(Stored records)
____

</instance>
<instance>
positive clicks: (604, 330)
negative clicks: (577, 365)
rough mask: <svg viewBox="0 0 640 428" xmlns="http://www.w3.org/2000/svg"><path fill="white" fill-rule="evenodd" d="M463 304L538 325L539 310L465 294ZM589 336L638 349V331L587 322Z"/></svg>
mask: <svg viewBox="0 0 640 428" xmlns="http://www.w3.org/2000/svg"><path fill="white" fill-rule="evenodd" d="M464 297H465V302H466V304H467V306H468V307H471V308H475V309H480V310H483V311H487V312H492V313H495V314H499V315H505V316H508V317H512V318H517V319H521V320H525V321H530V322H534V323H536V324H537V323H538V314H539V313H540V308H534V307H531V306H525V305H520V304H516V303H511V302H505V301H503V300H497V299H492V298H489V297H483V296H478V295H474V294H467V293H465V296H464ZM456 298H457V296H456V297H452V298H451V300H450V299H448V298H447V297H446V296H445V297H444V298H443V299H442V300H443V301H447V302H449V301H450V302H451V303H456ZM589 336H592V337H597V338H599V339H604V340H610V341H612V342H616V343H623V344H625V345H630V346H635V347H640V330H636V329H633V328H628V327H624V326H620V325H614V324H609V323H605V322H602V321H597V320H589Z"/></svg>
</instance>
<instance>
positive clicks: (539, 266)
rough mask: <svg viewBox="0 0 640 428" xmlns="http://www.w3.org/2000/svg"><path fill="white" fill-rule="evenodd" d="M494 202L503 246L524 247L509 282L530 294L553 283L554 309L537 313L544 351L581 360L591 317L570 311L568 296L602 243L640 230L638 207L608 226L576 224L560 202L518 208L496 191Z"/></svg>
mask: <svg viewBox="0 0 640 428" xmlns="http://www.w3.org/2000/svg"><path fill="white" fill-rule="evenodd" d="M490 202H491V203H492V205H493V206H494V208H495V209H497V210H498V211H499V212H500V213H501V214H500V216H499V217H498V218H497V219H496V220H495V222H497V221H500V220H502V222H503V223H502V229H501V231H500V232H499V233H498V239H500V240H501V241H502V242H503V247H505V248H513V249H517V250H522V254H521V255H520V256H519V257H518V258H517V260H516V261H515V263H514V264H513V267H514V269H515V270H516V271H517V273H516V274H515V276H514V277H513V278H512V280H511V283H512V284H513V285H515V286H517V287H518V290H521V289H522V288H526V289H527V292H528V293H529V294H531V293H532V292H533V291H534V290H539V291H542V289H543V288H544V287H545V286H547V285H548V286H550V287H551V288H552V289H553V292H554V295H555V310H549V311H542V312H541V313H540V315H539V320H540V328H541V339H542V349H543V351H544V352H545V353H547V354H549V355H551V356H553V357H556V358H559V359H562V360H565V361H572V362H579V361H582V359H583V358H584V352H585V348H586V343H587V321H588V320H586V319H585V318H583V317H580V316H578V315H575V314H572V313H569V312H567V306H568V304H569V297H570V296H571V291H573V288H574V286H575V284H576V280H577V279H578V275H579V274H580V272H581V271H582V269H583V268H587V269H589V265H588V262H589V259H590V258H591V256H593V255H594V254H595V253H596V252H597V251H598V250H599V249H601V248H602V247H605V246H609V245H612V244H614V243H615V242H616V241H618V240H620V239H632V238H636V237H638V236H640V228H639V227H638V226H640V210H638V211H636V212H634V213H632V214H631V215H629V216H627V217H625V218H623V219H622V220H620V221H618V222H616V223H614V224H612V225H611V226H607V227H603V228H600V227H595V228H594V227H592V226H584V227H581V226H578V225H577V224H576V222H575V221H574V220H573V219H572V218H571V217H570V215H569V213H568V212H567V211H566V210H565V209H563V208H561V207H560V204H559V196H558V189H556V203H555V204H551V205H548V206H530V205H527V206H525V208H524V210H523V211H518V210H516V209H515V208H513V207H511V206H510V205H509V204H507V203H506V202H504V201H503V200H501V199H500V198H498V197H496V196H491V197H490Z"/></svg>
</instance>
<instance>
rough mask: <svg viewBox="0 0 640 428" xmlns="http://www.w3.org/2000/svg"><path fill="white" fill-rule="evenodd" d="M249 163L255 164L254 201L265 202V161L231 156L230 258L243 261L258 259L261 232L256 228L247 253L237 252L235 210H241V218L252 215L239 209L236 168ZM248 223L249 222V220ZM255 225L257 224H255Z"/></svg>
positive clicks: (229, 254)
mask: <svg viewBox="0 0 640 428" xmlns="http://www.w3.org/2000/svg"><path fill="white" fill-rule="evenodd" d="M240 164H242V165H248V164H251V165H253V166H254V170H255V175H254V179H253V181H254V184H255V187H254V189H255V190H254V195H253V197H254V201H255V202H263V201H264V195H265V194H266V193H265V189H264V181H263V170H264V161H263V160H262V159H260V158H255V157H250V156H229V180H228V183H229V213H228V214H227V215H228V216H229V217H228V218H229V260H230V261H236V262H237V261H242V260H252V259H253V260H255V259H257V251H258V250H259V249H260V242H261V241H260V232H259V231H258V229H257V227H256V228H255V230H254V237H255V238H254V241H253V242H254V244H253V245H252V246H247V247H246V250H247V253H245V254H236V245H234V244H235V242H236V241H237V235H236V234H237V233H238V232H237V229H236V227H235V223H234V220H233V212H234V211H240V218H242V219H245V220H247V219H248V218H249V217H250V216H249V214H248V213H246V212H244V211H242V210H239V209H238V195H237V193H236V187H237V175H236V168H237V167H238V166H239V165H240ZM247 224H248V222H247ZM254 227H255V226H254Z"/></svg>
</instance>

____

[Directions for this task] Reproduce the listing above line for line, with no changes.

[Response to this task]
</instance>
<instance>
positive clicks: (604, 330)
negative clicks: (577, 365)
rough mask: <svg viewBox="0 0 640 428" xmlns="http://www.w3.org/2000/svg"><path fill="white" fill-rule="evenodd" d="M463 304L538 325L539 310L465 294ZM589 336L638 349V331L587 322Z"/></svg>
mask: <svg viewBox="0 0 640 428" xmlns="http://www.w3.org/2000/svg"><path fill="white" fill-rule="evenodd" d="M464 297H465V302H466V304H467V306H468V307H471V308H475V309H480V310H483V311H487V312H492V313H495V314H499V315H505V316H508V317H512V318H517V319H521V320H525V321H530V322H534V323H536V324H537V323H538V314H539V313H540V308H534V307H531V306H525V305H520V304H516V303H511V302H505V301H503V300H497V299H492V298H489V297H483V296H478V295H474V294H467V293H465V296H464ZM456 298H457V296H456V297H452V298H451V300H450V299H448V298H447V297H446V296H445V297H444V298H443V299H442V300H443V301H447V302H449V301H450V302H451V303H456ZM589 336H592V337H597V338H599V339H604V340H610V341H612V342H616V343H623V344H625V345H630V346H635V347H640V330H636V329H633V328H628V327H624V326H620V325H614V324H609V323H605V322H602V321H597V320H589Z"/></svg>
</instance>
<instance>
positive clicks: (539, 266)
rough mask: <svg viewBox="0 0 640 428" xmlns="http://www.w3.org/2000/svg"><path fill="white" fill-rule="evenodd" d="M494 202L503 246L524 247L509 282L530 294L553 283L554 309L537 313L544 351L581 360L591 317L570 311L568 296L602 243L640 230L638 207L608 226L576 224L560 202L518 208L496 191Z"/></svg>
mask: <svg viewBox="0 0 640 428" xmlns="http://www.w3.org/2000/svg"><path fill="white" fill-rule="evenodd" d="M490 202H491V203H492V205H493V206H494V208H495V209H497V210H498V211H499V212H500V213H501V214H500V216H499V217H498V218H497V219H496V220H495V222H497V221H500V220H502V222H503V223H502V229H501V231H500V232H499V233H498V239H500V240H501V241H502V242H503V247H505V248H513V249H517V250H522V254H521V255H520V256H519V257H518V258H517V260H516V261H515V263H514V264H513V267H514V269H515V270H516V271H517V273H516V274H515V276H514V277H513V278H512V280H511V283H512V284H513V285H515V286H517V287H518V290H521V289H522V288H526V289H527V292H528V293H529V294H531V293H532V292H533V291H534V290H539V291H542V289H543V288H544V287H545V286H547V285H548V286H550V287H551V288H552V289H553V292H554V295H555V310H549V311H542V312H541V313H540V315H539V320H540V328H541V339H542V349H543V351H544V352H545V353H547V354H549V355H551V356H553V357H556V358H559V359H562V360H565V361H572V362H579V361H582V359H583V358H584V352H585V348H586V343H587V321H588V320H586V319H585V318H583V317H580V316H578V315H575V314H572V313H569V312H567V306H568V304H569V297H570V296H571V291H573V288H574V286H575V284H576V280H577V279H578V275H579V274H580V272H581V271H582V269H583V268H587V269H589V265H588V262H589V259H590V258H591V256H593V255H594V254H595V253H596V252H597V251H598V250H599V249H601V248H602V247H605V246H609V245H612V244H614V243H615V242H616V241H618V240H620V239H632V238H636V237H638V236H640V228H639V227H638V226H640V210H638V211H636V212H634V213H632V214H631V215H629V216H627V217H625V218H623V219H622V220H620V221H618V222H616V223H614V224H612V225H611V226H607V227H603V228H600V227H595V228H594V227H592V226H584V227H581V226H578V225H577V224H576V222H575V221H574V220H573V219H572V218H571V217H570V215H569V213H568V212H567V211H566V210H565V209H563V208H561V207H560V204H559V196H558V189H556V203H555V204H551V205H548V206H530V205H527V206H525V208H524V210H523V211H518V210H516V209H515V208H513V207H511V206H510V205H509V204H507V203H506V202H504V201H503V200H501V199H500V198H498V197H496V196H491V197H490Z"/></svg>
</instance>
<instance>
rough mask: <svg viewBox="0 0 640 428" xmlns="http://www.w3.org/2000/svg"><path fill="white" fill-rule="evenodd" d="M249 163L255 164L254 201L265 202V161L231 156L230 258L243 261L258 259L261 232L256 228L247 253L237 252L235 210H241V218L252 215L239 209L236 168ZM248 223L249 222V220ZM255 225L257 224H255Z"/></svg>
positive clicks: (229, 254)
mask: <svg viewBox="0 0 640 428" xmlns="http://www.w3.org/2000/svg"><path fill="white" fill-rule="evenodd" d="M240 164H242V165H248V164H251V165H253V166H254V170H255V175H254V179H253V181H254V184H255V187H254V189H255V190H254V195H253V197H254V201H255V202H263V201H264V195H265V194H266V193H265V189H264V181H263V170H264V161H263V160H262V159H260V158H255V157H250V156H229V180H228V183H229V213H228V214H227V215H228V216H229V217H228V218H229V260H230V261H236V262H237V261H242V260H252V259H253V260H255V259H257V251H258V250H259V249H260V242H261V241H260V232H259V231H258V229H257V227H256V228H255V230H254V237H255V238H254V241H253V242H254V244H253V245H252V246H247V247H246V250H247V253H245V254H236V245H234V244H235V242H236V241H237V235H236V234H237V233H238V232H237V229H236V227H235V223H234V220H233V212H234V211H240V218H242V219H245V220H247V219H248V218H249V217H250V216H249V214H248V213H246V212H244V211H242V210H239V209H238V195H237V193H236V187H237V175H236V168H237V167H238V166H239V165H240ZM247 224H248V222H247ZM254 227H255V226H254Z"/></svg>
</instance>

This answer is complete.